_Parts of the exercise:_
1. Translate this sentence from the article on Ohio's app store bills into Spanish: "Stores would carry the burden of verifying user ages through a user's device."
2. According to the article on Ohio's app store bills, what kind of group is the App Association?

_Source document:_
____
Ohio lawmakers have been debating two different versions of legislation requiring app stores, like the Apple App Store or the Google Play Store, to establish age verification measures.

Meta is behind one version, House Bill 226 and Senate Bill 167, while Google is backing the other one, House Bill 302 and Senate Bill 175.

Earlier this year, a federal judge struck down a state law requiring parental permission for social media and gaming apps, so legislators have set their sights on regulating app stores rather than individual apps.

Under HB 226 and SB 167, if an app is “likely to be accessed by children,” app stores would have to obtain parental permission prior to letting Ohioans 16 years or younger download the app. Stores would carry the burden of verifying user ages through a user’s device.

Meta has testified in favor of each of those—as have interests ranging from the Ohio Suicide Prevention Foundation to the Center for Christian Virtue to the Ohio Fraternal Order of Police.

“Singling-out some but not all apps for age verification is unlikely to pass constitutional muster, as shown by the regulatory models being successfully challenged in courts, like the law recently enjoined in Ohio,” Meta Safety Policy Manager Jennifer Hanley testified Tuesday.

The App Association is a trade association for small to medium-sized app developers. President Morgan Reed said in an interview earlier this year he takes issue with the broadness the bills, which would require any app, social media or not, to abide by its regulations.

“It is so broad, so incredibly broad in its reach,” Reed said.

He, and others, see HB 302 and SB 175 as a more narrowly-tailored way of going about the issue. Among their differences, those bills define “covered” apps, or apps like social media that already have restrictions for minors.

“Meta wants to avoid the liability they find themselves under, and I think that’s something to not lose track of, because there are thoughtful ways to do this, even legislatively,” Reed said. “The shift in liability is the 800 lb. gorilla fight, right?”

Google is behind HB 302 and SB 175. None of the four bills have gotten a vote in committee yet, but one got a hearing last week and two got a hearing this week.
____
Stored data entries:
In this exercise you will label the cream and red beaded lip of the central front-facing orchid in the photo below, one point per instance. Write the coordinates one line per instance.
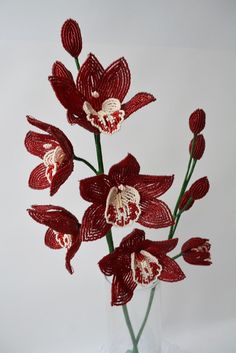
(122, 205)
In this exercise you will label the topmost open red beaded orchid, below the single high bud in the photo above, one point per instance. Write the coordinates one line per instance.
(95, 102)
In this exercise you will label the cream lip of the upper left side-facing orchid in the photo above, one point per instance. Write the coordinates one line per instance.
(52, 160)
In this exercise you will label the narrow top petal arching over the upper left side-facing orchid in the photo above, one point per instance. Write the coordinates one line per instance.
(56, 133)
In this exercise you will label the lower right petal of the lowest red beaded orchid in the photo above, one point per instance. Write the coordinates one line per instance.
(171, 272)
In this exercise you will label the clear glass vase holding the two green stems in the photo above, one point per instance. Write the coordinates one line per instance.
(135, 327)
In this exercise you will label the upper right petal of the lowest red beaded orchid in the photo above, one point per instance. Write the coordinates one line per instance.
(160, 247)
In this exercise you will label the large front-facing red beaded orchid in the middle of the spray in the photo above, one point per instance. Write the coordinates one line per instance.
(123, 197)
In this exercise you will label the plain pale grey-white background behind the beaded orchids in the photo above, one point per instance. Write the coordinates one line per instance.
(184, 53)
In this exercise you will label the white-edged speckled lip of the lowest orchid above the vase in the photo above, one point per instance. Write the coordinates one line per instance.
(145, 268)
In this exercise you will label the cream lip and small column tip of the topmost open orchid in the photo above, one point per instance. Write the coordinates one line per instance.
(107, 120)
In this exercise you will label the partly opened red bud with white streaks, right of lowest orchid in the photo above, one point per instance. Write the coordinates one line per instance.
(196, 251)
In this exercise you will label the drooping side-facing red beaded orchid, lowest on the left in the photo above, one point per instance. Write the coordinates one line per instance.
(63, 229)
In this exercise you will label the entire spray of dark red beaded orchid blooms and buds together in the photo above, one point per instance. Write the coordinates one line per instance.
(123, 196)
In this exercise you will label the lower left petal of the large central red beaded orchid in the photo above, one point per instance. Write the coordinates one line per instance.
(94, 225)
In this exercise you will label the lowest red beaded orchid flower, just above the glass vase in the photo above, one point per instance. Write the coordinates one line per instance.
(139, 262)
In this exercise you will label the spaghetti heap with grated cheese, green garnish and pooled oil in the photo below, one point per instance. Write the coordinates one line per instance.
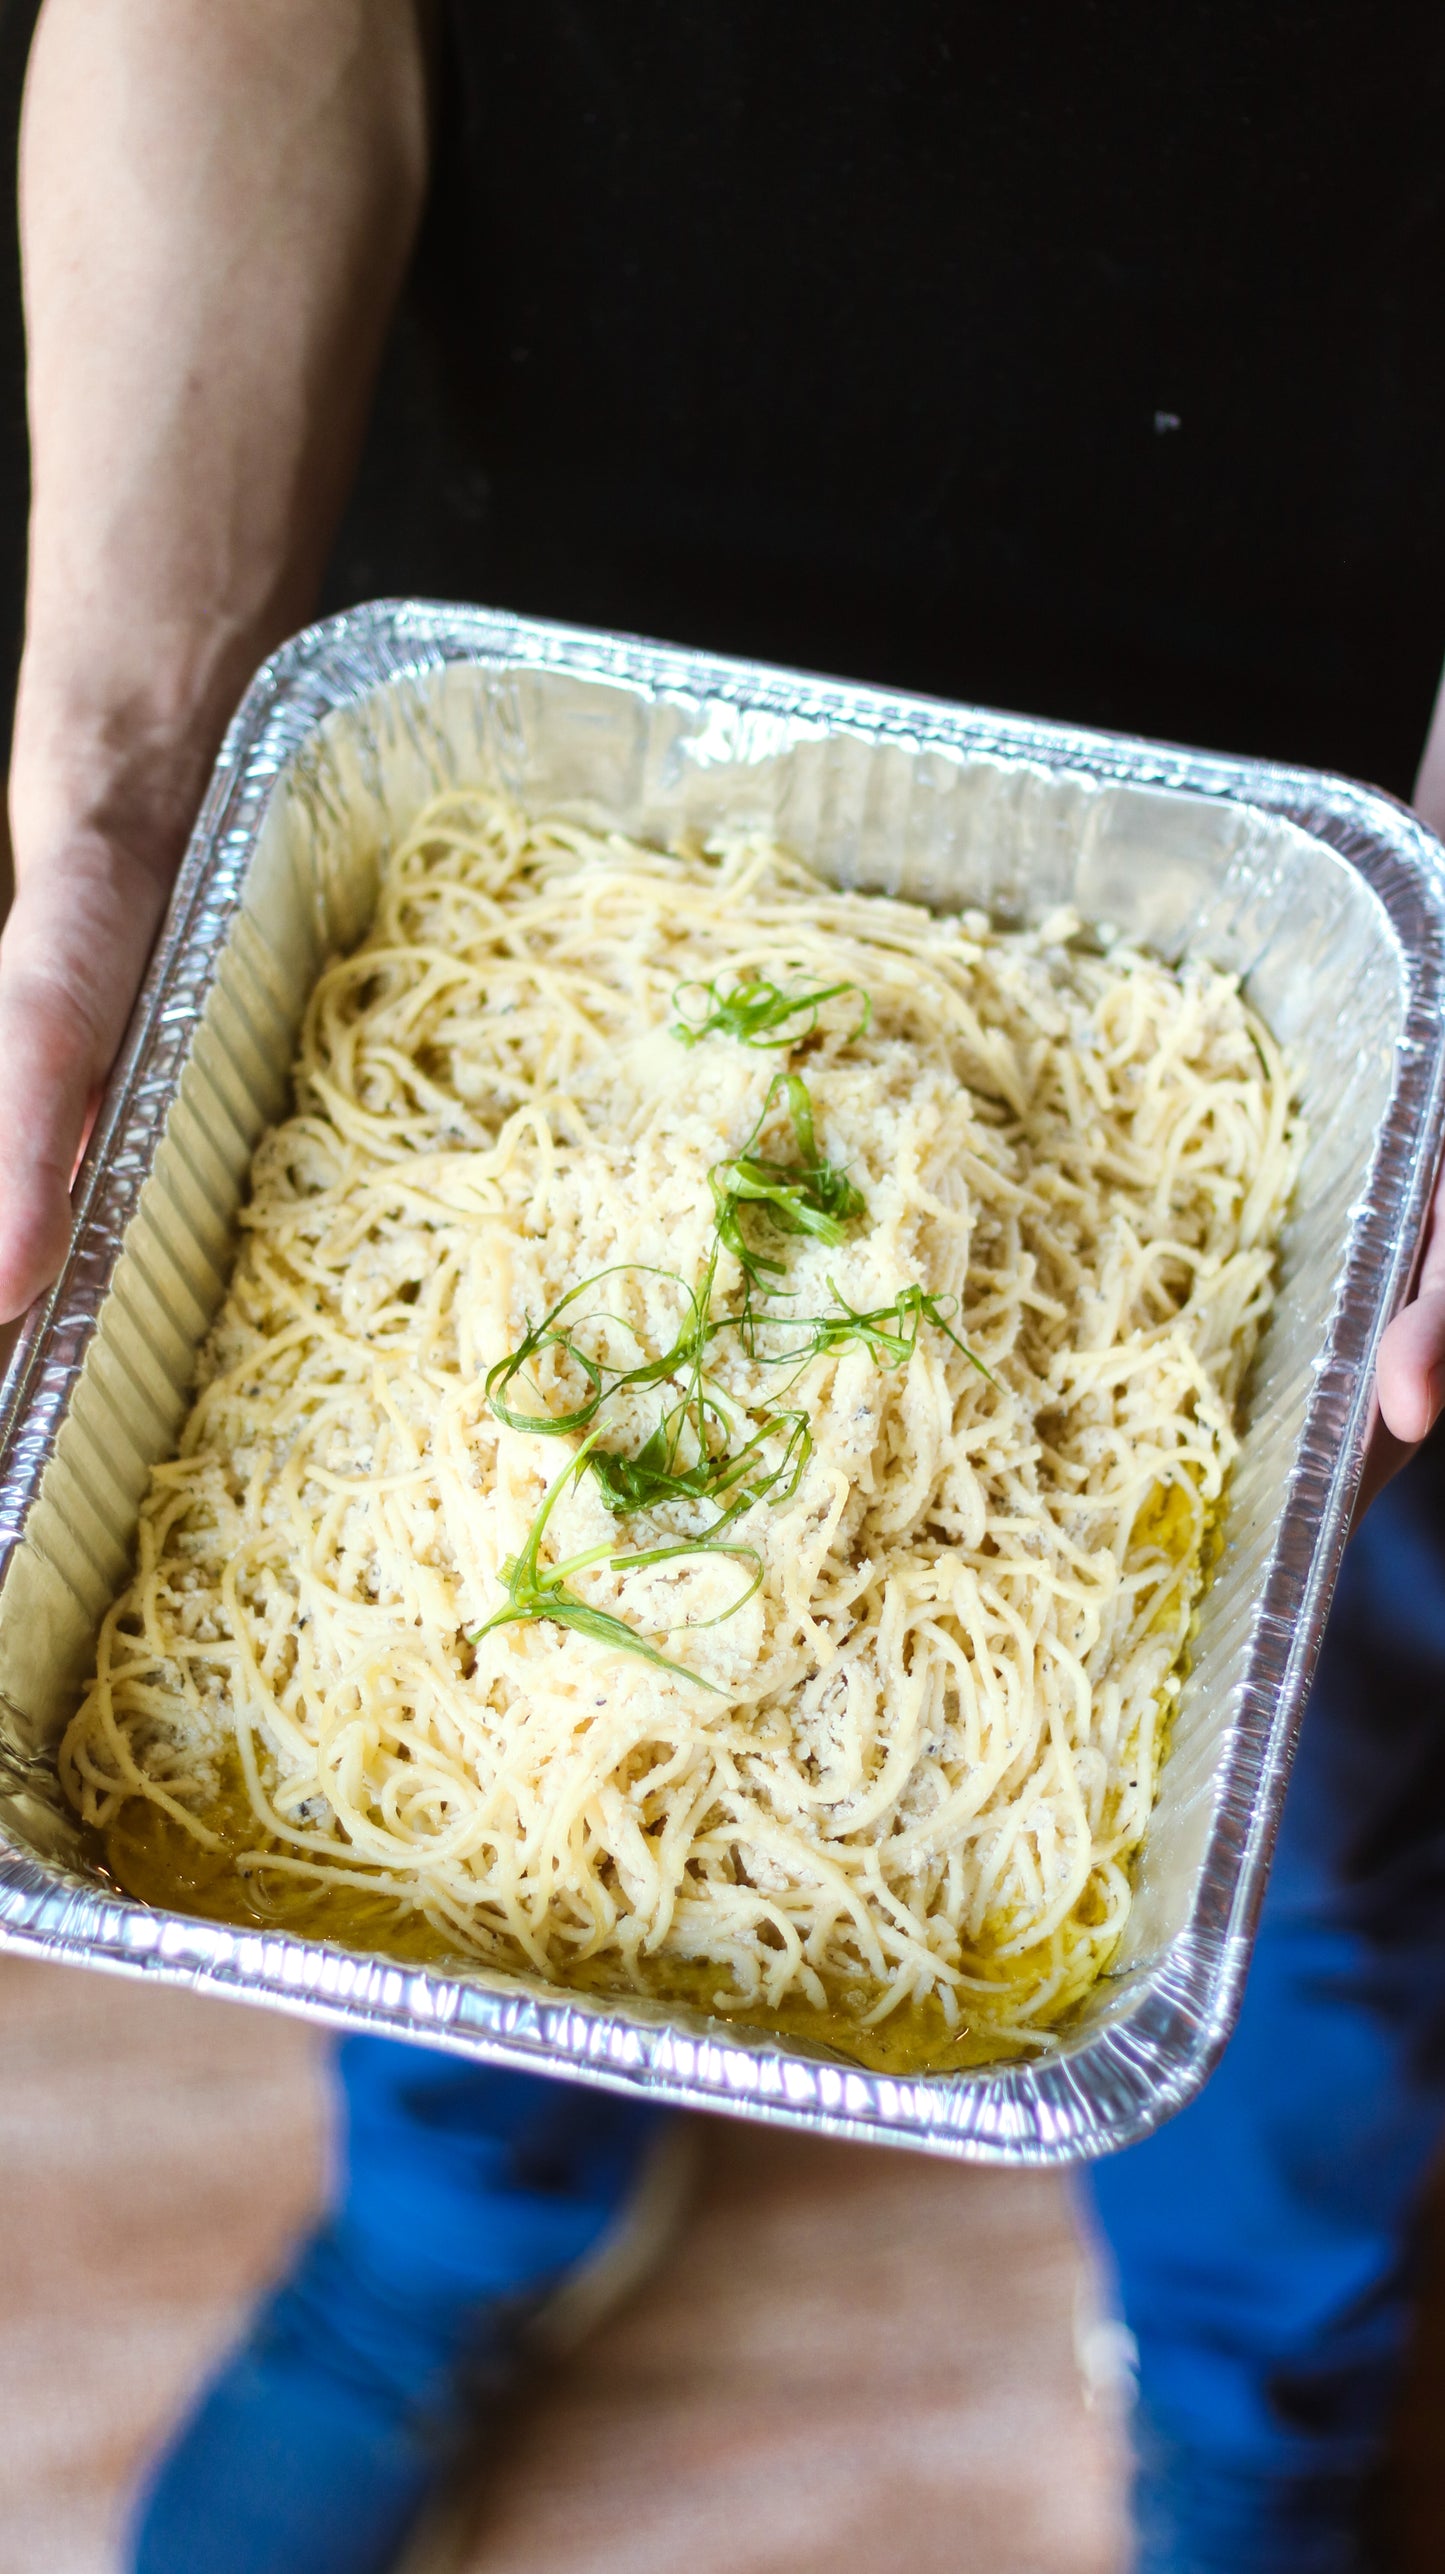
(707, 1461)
____
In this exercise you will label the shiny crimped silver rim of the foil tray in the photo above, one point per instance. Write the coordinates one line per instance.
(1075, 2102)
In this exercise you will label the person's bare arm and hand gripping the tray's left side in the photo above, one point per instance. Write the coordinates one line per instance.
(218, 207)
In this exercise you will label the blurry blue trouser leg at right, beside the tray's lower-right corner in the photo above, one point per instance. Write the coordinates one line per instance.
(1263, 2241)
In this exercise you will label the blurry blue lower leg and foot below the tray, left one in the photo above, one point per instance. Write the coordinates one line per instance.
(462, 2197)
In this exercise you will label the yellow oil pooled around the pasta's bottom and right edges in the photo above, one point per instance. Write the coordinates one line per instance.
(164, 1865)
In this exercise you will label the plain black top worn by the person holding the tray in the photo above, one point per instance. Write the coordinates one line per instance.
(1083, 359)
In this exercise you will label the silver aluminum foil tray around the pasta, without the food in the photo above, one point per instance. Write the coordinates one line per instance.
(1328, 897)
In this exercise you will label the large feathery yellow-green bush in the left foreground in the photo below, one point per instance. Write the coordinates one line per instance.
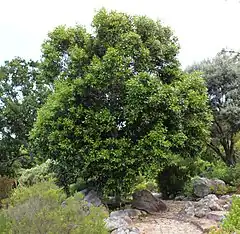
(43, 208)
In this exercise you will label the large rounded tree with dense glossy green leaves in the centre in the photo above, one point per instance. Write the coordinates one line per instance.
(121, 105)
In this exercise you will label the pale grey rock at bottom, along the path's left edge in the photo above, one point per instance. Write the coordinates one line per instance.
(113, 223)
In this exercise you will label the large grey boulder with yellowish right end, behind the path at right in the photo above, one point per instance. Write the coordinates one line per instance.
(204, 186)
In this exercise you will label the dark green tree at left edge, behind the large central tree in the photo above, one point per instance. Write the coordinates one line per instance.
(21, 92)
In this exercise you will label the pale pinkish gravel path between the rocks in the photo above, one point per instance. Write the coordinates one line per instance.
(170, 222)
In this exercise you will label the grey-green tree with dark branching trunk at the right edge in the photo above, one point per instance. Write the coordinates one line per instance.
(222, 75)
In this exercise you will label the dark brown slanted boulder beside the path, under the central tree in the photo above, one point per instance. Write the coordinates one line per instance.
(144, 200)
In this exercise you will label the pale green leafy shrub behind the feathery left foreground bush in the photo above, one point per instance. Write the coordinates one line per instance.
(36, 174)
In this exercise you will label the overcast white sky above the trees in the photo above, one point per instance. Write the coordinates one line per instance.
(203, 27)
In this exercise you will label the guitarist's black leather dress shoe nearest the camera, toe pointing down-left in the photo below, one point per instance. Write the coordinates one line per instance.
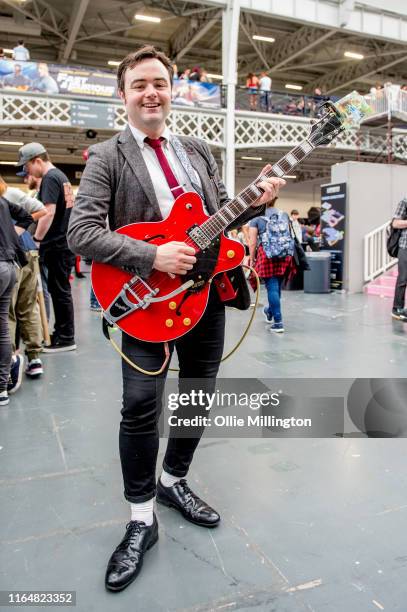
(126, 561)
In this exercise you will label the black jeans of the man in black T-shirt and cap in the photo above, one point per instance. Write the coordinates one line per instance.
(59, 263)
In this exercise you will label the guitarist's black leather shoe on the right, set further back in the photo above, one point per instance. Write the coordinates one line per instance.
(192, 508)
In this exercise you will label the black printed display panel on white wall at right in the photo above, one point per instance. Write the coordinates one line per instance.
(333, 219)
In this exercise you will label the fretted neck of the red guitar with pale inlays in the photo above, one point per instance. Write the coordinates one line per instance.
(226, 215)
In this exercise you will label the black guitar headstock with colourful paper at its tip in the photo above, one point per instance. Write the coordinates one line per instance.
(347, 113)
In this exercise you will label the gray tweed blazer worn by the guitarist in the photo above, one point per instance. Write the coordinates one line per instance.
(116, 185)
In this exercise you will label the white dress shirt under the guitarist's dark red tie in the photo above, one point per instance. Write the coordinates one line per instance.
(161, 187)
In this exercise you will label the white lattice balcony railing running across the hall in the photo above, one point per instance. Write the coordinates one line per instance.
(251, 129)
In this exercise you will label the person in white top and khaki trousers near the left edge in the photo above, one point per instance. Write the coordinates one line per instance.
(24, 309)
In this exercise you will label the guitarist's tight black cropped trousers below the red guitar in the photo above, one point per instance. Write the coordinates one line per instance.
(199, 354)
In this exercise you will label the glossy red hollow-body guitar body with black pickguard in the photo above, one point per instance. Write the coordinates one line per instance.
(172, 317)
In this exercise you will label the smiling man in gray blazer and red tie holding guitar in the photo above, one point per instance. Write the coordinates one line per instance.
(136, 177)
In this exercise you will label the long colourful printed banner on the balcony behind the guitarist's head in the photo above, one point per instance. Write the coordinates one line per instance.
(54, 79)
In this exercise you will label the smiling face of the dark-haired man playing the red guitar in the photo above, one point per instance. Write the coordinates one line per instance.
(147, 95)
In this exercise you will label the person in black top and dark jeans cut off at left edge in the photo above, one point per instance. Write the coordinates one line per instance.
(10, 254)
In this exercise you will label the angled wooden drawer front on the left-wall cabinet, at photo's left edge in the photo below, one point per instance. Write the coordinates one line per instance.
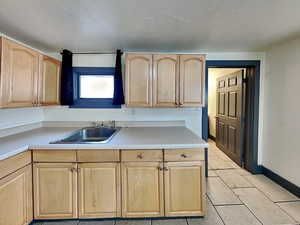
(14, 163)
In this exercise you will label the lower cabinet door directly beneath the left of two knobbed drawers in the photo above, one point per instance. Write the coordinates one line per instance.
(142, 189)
____
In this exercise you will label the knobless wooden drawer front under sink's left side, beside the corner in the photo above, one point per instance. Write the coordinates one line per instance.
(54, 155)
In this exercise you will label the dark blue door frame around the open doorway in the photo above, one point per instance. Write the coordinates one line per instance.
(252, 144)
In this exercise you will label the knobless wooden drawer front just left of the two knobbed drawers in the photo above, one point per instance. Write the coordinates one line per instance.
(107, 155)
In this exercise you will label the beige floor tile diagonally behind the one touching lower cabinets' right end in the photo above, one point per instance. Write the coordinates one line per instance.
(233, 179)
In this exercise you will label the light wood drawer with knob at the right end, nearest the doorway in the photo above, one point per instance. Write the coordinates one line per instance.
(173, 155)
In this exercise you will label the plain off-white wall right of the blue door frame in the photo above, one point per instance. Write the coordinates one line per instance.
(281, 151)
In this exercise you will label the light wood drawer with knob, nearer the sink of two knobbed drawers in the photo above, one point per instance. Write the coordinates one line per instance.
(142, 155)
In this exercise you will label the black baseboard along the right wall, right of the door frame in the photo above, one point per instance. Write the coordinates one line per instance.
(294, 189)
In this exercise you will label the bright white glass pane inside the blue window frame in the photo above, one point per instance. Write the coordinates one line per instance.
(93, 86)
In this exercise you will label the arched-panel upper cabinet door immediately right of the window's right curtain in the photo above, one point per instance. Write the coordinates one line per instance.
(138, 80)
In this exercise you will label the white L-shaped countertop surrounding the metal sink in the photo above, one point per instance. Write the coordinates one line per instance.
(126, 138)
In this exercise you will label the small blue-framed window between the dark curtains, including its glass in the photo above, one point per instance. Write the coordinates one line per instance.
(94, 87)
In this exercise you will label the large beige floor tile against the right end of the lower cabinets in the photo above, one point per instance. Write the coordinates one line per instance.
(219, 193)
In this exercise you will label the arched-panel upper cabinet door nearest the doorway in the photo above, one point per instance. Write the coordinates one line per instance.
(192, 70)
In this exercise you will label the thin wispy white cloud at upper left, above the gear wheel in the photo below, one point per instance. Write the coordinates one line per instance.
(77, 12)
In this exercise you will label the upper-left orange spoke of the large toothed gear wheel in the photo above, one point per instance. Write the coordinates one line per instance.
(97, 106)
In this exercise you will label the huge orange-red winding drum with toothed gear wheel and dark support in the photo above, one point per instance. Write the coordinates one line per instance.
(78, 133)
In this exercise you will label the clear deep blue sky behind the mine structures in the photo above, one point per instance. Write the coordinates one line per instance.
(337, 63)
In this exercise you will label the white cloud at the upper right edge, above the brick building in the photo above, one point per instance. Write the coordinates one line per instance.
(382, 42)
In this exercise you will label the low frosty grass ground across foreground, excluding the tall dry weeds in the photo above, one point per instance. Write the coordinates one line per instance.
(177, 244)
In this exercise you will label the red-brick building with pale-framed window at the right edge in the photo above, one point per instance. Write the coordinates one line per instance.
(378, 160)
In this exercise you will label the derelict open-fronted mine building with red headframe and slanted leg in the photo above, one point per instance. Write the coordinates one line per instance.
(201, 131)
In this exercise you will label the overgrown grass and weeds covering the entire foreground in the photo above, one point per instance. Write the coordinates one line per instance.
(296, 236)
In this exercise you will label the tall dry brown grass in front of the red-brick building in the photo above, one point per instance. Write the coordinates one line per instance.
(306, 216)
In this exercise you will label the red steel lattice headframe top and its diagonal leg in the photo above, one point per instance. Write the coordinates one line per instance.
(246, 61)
____
_Answers below:_
1. Las tiendas tendrían la responsabilidad de verificar la edad de los usuarios a través del dispositivo del usuario.

2. A trade association for small to medium-sized app developers.